— YOUR INSTRUCTIONS —
For the string "tile", state how many lines of the data hold it. Give nothing besides the number.

*** Opening of DATA LISTING ***

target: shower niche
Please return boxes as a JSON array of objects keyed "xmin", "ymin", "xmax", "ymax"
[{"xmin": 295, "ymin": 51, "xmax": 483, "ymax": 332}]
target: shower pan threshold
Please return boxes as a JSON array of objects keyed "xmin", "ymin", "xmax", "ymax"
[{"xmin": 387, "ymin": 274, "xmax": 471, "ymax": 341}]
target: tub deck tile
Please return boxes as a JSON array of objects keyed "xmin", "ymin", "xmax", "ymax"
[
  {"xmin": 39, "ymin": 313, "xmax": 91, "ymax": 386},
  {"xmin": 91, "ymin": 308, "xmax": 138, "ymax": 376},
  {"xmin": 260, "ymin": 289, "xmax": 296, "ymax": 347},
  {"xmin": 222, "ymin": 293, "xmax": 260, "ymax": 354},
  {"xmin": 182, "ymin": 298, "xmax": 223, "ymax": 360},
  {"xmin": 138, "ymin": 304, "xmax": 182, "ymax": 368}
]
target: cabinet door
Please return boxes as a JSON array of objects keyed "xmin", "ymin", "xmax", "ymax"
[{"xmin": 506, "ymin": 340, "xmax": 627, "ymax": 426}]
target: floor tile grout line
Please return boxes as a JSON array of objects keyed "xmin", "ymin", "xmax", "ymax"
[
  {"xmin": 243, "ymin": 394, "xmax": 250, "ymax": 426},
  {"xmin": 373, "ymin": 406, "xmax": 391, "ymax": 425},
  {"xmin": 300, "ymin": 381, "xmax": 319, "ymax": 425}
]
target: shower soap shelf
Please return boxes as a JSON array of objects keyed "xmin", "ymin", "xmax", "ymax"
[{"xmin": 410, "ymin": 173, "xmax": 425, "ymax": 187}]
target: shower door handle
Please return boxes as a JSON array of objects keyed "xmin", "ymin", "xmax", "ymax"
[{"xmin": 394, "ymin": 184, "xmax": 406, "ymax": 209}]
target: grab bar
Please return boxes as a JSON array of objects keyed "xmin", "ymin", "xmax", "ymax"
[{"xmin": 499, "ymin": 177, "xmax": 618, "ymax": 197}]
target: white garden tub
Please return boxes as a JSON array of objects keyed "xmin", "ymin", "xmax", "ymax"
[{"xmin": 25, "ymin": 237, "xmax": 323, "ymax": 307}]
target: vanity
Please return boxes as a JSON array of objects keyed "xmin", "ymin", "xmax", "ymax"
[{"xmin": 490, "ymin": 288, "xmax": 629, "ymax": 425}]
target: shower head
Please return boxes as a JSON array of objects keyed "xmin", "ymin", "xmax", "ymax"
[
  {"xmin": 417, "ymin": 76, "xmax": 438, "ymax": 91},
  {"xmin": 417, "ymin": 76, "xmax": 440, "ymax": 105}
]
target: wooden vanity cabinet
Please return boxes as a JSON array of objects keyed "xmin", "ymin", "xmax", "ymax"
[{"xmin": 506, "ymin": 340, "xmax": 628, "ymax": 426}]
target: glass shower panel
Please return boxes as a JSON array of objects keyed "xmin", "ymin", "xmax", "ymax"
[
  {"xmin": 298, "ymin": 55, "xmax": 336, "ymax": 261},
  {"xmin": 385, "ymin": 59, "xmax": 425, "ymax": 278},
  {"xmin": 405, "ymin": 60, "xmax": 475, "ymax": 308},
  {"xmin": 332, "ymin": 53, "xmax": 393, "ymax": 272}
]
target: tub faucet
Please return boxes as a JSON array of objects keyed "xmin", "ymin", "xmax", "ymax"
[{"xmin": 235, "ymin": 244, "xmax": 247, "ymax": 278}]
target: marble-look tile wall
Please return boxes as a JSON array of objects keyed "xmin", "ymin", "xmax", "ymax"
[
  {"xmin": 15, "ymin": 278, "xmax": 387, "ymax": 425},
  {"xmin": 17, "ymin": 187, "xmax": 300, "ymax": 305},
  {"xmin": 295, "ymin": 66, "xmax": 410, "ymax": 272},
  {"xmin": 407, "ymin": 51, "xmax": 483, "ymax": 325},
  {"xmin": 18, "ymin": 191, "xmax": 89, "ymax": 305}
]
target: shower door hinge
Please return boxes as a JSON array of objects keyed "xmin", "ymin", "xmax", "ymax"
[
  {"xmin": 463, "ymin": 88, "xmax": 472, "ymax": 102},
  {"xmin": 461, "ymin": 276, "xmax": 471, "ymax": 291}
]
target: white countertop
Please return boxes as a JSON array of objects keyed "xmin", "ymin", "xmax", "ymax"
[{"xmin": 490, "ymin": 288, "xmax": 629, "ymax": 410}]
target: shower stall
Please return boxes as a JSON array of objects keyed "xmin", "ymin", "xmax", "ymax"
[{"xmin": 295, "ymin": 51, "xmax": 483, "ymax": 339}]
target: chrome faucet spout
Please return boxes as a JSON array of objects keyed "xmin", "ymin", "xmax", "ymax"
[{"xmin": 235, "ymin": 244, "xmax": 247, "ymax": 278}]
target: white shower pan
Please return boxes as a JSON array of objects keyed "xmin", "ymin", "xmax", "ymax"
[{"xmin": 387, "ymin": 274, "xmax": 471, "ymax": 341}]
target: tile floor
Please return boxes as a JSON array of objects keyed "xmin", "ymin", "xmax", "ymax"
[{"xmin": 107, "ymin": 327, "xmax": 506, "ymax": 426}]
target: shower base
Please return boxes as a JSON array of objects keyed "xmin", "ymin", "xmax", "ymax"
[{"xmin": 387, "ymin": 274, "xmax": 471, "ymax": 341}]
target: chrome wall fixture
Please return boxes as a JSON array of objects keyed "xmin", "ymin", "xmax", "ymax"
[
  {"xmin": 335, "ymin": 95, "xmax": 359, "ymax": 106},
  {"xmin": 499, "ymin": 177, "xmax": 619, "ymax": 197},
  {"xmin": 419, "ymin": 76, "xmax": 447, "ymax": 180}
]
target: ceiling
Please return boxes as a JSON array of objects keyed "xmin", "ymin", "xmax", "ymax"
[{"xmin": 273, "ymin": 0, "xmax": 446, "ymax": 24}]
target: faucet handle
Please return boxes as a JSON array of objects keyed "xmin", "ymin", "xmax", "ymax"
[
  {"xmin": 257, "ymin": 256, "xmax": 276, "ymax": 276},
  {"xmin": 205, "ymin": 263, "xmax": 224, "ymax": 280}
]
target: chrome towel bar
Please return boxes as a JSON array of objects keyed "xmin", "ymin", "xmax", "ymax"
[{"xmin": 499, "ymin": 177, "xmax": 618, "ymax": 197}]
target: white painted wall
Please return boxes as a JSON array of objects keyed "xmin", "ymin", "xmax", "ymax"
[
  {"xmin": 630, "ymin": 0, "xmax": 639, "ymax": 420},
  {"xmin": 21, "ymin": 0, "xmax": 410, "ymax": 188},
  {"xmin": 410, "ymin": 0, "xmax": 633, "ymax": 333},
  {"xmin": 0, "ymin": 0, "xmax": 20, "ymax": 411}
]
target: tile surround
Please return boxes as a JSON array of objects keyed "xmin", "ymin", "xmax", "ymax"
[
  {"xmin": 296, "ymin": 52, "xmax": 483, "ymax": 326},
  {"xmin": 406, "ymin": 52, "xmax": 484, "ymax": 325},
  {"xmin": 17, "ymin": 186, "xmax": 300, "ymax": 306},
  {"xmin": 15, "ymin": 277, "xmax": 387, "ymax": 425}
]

*** Close of DATA LISTING ***

— ANSWER AREA —
5